Prompt engineering is a great skill for now. But the fact that it’s needed at all is more a highlight of the shortcomings of the current technology than a long-term skill development opportunity.

When I was a kid, a school librarian taught me how to use search operators to build better google searches.

But nobody types “restaurants near me -fast food”. They just search.

We should expect prompt engineering as a skill to follow suit for most use-cases. It’s a band-aid for how early LLMs behaved, not a path towards using future versions well.

So don’t just hire expert prompt engineers. Hire people who understand how AI can be useful now and where it’ll be useful in the future.

Key takeaway:
Train your employees to think of their work as processes where any given piece could be delegated to an AI, and teach them how to decide for themselves whether each step should be.

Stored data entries

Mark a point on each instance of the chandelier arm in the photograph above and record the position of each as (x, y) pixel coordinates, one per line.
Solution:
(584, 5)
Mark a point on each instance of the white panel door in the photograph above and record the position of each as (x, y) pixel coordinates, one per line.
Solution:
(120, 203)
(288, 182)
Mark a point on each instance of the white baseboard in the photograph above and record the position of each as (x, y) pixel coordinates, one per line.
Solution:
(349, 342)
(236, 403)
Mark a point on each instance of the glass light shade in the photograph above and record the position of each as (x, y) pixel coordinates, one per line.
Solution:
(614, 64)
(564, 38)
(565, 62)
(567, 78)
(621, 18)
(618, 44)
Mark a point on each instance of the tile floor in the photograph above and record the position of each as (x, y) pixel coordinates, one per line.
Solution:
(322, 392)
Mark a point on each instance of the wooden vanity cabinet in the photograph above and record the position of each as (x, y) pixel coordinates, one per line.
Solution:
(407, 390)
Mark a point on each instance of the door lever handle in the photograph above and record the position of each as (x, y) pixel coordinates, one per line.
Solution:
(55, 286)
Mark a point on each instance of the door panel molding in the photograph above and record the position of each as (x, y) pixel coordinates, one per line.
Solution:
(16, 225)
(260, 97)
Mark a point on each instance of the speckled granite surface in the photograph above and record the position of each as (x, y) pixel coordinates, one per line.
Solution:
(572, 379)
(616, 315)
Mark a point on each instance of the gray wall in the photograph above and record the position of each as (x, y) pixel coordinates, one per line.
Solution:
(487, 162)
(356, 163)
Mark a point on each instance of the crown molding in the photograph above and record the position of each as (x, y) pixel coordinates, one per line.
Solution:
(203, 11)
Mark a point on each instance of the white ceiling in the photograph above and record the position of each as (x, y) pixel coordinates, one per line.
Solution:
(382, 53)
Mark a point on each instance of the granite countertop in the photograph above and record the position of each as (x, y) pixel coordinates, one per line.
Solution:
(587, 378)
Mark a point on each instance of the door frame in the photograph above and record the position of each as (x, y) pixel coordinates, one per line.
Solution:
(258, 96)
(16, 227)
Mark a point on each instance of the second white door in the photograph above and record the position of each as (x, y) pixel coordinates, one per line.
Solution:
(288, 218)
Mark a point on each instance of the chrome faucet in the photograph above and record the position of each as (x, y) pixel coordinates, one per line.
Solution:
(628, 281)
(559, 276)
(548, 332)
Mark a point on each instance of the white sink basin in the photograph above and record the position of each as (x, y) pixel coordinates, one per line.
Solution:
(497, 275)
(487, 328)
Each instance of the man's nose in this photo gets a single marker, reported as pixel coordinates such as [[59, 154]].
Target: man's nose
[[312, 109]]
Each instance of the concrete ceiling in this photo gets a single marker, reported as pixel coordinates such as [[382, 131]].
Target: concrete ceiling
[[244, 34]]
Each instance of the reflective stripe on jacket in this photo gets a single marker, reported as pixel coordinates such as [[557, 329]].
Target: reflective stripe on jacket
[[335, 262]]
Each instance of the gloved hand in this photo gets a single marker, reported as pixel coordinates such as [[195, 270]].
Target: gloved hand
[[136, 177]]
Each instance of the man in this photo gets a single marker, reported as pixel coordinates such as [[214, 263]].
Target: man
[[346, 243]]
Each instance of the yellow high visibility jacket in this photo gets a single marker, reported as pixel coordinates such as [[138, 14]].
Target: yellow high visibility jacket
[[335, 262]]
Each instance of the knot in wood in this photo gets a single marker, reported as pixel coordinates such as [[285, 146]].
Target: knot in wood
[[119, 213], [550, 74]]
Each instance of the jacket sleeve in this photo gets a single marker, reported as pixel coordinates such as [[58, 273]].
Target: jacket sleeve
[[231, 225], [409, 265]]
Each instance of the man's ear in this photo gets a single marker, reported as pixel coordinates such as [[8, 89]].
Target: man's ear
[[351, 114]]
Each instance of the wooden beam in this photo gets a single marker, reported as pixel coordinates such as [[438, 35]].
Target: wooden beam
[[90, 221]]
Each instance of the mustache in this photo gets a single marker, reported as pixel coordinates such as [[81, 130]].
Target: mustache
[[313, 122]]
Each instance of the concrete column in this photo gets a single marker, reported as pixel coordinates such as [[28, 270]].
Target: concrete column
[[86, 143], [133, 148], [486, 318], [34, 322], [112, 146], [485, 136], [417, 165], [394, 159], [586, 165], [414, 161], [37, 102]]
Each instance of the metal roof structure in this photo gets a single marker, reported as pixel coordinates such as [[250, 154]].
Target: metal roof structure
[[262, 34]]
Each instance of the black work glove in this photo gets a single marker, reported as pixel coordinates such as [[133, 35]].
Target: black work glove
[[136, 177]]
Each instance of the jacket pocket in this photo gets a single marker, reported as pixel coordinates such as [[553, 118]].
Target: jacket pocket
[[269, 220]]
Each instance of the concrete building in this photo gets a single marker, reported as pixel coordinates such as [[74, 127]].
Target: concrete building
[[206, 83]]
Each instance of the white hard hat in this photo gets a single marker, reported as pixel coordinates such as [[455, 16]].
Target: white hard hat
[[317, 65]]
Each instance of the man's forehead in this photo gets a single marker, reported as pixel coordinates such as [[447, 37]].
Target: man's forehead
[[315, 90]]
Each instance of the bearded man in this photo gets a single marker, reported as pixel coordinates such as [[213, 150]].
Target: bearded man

What you should do ▸
Answer these questions about the text on prompt engineering:
1. Who taught the writer to use search operators for better Google searches?
2. What search phrase does the text say nobody types?
3. According to the key takeaway, employees should be trained to think of their work as what?

Exercise response ▸
1. A school librarian.
2. "restaurants near me -fast food"
3. As processes where any given piece could be delegated to an AI.